--- Start of INFORMATION GIVEN ---

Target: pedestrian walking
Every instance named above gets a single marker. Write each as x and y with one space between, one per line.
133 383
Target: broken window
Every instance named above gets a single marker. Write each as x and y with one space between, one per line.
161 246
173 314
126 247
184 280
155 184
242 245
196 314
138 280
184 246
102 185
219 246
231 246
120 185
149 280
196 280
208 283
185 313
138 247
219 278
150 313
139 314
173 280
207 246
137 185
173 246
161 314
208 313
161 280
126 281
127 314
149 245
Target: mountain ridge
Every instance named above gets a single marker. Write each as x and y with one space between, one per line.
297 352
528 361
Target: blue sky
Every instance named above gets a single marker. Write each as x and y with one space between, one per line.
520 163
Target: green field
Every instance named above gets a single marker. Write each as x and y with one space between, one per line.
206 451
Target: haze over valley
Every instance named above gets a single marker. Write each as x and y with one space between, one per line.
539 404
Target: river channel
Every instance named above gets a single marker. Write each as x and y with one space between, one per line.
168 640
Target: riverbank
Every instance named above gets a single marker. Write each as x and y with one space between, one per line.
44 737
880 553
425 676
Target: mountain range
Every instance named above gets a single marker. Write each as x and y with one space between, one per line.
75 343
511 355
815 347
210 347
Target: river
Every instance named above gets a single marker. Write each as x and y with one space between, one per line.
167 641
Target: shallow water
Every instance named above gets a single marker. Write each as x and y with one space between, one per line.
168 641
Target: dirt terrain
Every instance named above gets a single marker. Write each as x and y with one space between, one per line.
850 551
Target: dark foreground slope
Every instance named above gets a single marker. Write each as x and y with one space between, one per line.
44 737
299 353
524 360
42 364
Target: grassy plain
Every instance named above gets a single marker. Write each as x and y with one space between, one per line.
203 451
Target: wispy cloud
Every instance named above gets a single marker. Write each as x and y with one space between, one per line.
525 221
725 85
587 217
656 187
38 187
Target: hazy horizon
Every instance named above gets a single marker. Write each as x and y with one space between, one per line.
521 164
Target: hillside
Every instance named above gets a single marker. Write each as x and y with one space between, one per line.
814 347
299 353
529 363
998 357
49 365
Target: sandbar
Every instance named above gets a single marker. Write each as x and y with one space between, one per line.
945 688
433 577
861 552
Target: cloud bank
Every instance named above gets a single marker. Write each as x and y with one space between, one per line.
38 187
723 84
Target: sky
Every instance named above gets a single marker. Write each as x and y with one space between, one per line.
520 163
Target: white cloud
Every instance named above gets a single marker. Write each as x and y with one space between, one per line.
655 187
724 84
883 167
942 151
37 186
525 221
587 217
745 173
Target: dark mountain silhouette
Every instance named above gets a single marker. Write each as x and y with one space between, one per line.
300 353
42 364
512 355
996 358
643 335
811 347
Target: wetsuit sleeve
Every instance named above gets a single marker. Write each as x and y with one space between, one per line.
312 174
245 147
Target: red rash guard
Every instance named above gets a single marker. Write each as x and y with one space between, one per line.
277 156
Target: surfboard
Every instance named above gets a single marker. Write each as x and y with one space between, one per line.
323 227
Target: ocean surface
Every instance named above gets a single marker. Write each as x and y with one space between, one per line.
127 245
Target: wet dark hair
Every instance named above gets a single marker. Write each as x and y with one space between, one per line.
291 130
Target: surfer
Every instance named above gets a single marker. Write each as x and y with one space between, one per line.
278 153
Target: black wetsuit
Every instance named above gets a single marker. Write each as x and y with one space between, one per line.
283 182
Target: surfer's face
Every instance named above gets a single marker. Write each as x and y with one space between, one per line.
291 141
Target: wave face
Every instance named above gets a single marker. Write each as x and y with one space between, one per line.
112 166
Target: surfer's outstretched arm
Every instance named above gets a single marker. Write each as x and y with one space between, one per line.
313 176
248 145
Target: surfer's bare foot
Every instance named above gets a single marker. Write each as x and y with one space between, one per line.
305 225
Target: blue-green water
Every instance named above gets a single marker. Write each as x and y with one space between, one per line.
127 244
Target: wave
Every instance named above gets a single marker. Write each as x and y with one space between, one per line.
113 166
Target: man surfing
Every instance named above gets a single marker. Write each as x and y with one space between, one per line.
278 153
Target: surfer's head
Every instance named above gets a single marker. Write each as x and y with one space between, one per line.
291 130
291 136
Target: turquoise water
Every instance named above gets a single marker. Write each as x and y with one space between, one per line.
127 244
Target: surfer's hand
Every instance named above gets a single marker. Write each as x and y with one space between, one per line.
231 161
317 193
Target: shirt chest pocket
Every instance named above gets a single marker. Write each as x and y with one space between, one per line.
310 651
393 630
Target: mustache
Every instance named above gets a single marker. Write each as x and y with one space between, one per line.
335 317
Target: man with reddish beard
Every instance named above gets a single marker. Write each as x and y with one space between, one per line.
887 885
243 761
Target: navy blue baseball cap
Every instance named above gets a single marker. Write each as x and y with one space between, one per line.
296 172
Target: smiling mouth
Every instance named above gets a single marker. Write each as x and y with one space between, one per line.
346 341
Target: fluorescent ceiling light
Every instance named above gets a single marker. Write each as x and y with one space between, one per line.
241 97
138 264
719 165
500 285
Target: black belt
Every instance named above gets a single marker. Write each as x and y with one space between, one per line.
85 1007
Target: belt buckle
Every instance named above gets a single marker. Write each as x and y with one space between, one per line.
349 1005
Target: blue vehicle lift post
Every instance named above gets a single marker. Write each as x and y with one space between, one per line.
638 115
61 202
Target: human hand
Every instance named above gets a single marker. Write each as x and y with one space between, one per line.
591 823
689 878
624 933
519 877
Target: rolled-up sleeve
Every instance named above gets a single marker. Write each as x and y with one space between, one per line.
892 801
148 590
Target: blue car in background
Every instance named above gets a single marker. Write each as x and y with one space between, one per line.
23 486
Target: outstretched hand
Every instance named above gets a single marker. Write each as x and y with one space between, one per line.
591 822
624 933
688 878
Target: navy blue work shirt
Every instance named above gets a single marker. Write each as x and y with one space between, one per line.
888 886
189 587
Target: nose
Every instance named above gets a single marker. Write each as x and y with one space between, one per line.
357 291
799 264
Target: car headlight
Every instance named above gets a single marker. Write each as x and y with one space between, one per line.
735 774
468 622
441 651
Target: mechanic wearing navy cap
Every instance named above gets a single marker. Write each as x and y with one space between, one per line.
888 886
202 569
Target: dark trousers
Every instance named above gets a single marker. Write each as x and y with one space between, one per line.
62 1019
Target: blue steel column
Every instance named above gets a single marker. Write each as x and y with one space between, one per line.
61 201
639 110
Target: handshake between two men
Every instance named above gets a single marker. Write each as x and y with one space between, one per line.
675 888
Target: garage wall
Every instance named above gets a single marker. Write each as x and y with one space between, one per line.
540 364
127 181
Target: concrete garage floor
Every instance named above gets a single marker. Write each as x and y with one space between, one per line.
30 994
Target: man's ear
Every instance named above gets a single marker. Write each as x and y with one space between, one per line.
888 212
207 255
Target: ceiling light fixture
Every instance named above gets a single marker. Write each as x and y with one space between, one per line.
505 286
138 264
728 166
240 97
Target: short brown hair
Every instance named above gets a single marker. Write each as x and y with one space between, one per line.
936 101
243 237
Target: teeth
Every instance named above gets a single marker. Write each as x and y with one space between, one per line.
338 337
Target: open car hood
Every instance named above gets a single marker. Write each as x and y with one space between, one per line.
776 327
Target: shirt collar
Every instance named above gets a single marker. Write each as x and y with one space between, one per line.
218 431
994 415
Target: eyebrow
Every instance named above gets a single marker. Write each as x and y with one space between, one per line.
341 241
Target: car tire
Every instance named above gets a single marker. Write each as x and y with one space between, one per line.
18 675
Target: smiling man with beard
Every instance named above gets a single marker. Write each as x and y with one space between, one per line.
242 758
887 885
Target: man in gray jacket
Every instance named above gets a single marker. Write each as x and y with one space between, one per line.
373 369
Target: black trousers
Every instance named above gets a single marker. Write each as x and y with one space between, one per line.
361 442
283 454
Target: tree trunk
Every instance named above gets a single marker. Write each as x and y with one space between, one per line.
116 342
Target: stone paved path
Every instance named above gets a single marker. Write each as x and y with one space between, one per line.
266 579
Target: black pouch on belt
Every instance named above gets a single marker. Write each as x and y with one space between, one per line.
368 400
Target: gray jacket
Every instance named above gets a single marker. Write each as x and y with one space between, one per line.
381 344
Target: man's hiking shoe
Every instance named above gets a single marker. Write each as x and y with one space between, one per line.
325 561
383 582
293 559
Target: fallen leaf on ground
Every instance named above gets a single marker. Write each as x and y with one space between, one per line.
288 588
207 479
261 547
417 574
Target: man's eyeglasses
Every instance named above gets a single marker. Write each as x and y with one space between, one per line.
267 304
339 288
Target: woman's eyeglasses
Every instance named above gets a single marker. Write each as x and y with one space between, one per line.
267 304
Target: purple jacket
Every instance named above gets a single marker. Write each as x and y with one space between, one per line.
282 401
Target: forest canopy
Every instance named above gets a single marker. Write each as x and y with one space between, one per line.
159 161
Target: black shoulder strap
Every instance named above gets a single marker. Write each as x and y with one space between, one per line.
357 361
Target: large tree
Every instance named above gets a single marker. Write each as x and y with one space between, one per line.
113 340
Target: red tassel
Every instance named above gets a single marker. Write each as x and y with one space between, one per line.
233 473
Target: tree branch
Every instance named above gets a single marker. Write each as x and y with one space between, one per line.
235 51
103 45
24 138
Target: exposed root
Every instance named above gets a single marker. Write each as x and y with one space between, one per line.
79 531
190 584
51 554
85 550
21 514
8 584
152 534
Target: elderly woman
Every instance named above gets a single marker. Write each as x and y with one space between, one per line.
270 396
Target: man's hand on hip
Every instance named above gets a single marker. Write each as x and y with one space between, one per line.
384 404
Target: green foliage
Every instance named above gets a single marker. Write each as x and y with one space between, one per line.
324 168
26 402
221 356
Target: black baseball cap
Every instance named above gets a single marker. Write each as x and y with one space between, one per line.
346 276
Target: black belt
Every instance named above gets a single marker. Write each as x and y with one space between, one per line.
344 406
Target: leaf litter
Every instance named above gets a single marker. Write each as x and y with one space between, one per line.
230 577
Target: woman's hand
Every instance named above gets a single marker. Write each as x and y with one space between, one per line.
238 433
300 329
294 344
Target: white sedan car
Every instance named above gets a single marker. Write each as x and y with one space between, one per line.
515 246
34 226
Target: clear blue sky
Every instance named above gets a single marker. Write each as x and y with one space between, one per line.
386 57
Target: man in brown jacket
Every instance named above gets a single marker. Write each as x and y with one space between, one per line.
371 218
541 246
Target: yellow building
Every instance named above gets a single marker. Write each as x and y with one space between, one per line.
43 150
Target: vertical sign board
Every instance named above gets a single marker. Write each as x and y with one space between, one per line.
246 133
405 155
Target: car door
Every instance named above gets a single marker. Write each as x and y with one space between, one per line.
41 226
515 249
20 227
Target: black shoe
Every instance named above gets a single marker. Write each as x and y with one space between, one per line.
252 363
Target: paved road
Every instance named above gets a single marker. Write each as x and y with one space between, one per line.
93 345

--- End of INFORMATION GIVEN ---

WHAT YOU ARE ASKED TO DO
Exactly reproduce the lines beginning with the one that contains "Target: black baseball cap" and ending with the last line of the material, both included. Leave out everything else.

SOLUTION TO THIS EXERCISE
Target: black baseball cap
Every instance named above gets a single marker. Write each as x and y with one space between, one per line.
346 276
Target: black belt
Every instance named above gets a single marker. Write each as x and y with one space between, one per line.
344 406
Target: leaf litter
Every instance named above gets a single marker. Write each as x and y with one space between, one per line.
230 577
Target: woman's hand
Every instance named above gets a single marker. Write each as x and y with one space between, one per line.
238 433
300 329
294 344
Target: white sedan car
Every instance named above gets a single marker. Write each as x and y with one space between, one per line.
515 246
34 226
Target: clear blue sky
Every instance named above gets a single marker. Write each as x and y with one space between, one per line.
386 57
Target: man in brown jacket
Every instance named above gets a single marker. Write each as x and y with one space between, one per line.
371 218
541 246
Target: yellow building
Every instance named above gets a single marker. Write each as x and y with one space between, one per line.
43 150
Target: vertical sign board
Every instance named above gets a single marker. Write each as x and y with one space between, one per line.
246 133
405 155
Target: car door
Every instance named above gets a single marker. Write each as x and y with one space between, one per line.
41 226
515 249
20 227
Target: black shoe
Every instance named above gets a single marker. Write each as x and y with one space between, one per line.
252 363
Target: paved road
Every instance named above gets a single marker. Write each as x and y with one space between, one per line.
93 345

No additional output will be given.